List every line in the items below that contains the string "canal". Matching is case-sensitive.

• EXTRACTED DATA:
####################
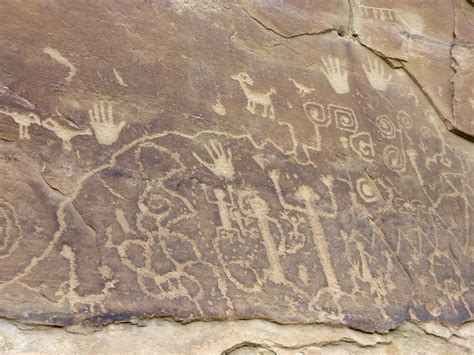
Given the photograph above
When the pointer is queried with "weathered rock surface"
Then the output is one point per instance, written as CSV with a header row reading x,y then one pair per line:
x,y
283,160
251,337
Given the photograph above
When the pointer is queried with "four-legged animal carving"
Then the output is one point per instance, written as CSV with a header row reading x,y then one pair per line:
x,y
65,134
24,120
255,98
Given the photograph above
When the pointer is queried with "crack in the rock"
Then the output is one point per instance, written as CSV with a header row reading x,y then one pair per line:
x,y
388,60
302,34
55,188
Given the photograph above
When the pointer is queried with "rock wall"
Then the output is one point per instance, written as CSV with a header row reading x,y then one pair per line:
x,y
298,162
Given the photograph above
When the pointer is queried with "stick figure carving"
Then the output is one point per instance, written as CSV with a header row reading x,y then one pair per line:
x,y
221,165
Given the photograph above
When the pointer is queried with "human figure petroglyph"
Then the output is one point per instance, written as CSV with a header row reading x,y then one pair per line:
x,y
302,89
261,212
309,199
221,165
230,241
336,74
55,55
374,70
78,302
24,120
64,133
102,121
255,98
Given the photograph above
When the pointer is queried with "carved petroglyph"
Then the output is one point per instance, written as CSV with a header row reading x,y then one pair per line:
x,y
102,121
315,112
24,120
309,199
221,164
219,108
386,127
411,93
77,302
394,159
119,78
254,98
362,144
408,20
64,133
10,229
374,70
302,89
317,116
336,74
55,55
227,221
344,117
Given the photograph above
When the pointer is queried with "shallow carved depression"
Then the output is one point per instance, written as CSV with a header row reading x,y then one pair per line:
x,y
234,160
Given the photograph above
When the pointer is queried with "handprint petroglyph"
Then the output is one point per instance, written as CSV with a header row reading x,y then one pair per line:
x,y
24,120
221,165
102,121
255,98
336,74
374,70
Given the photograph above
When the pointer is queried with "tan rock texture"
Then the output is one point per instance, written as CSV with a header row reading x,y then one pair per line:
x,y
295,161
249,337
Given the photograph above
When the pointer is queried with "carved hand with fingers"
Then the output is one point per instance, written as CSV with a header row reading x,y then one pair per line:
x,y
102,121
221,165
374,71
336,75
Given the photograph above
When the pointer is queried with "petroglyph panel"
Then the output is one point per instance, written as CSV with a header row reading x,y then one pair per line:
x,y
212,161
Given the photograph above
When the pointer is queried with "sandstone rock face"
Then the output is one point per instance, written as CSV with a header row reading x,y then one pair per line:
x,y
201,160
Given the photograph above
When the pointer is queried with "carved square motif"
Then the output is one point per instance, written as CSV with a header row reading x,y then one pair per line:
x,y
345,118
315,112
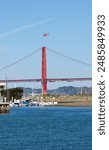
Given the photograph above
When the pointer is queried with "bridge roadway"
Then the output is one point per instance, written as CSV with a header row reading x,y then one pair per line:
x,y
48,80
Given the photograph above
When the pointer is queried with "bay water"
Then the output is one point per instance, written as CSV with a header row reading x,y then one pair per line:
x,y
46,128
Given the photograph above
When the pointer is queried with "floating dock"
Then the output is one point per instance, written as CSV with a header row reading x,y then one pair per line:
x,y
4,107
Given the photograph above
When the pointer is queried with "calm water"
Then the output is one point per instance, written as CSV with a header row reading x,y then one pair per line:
####################
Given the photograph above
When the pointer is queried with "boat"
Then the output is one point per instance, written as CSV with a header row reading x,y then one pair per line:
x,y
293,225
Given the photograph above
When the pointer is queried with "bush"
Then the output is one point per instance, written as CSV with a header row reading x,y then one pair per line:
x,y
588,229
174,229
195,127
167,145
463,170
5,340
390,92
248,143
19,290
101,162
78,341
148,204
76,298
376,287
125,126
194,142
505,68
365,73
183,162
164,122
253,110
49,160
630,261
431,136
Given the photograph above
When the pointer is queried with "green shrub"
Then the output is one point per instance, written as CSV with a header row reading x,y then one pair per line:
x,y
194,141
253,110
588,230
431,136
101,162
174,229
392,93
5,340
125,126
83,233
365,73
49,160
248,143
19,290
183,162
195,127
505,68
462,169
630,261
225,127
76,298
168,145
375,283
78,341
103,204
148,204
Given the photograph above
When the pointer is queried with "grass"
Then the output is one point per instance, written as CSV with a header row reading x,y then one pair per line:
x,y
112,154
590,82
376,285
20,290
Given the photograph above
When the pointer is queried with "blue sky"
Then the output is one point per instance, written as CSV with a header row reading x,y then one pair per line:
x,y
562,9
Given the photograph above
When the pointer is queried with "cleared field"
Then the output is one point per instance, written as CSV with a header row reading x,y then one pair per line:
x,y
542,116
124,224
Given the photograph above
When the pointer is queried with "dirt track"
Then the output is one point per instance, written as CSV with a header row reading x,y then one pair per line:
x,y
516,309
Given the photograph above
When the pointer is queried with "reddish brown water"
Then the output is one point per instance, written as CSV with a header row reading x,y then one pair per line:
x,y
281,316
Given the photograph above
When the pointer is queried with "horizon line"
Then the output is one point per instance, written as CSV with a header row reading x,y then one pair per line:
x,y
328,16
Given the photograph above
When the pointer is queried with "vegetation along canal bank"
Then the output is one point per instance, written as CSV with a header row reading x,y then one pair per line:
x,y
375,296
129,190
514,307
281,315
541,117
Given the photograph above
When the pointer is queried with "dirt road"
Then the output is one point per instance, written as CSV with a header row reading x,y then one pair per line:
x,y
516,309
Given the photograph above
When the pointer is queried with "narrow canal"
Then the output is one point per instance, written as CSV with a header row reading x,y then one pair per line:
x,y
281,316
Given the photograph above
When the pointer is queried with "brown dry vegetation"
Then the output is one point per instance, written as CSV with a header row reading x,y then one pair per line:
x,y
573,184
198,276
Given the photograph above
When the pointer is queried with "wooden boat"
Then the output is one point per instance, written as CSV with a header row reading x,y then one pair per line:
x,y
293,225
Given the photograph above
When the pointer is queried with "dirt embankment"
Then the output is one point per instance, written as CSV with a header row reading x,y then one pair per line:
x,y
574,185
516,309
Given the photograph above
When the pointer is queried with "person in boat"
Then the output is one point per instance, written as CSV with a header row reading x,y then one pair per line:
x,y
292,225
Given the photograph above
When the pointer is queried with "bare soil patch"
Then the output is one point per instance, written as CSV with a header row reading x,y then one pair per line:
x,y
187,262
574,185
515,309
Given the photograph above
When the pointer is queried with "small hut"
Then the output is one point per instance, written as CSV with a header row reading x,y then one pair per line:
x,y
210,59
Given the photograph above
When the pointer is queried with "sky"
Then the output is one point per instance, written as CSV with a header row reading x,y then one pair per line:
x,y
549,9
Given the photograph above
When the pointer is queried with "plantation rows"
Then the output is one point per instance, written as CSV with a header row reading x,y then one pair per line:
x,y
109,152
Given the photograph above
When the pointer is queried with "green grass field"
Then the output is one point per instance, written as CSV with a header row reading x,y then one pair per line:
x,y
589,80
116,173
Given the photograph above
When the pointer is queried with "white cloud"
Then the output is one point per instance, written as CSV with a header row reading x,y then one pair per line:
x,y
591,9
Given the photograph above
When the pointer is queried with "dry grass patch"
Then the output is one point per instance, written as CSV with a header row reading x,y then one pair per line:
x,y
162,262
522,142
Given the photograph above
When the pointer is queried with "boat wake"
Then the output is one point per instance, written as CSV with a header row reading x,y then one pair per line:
####################
• SOLUTION TO THE PROBLEM:
When the pointer is queried with "vegetation along canal bank"
When the pointer is queried with "narrow canal"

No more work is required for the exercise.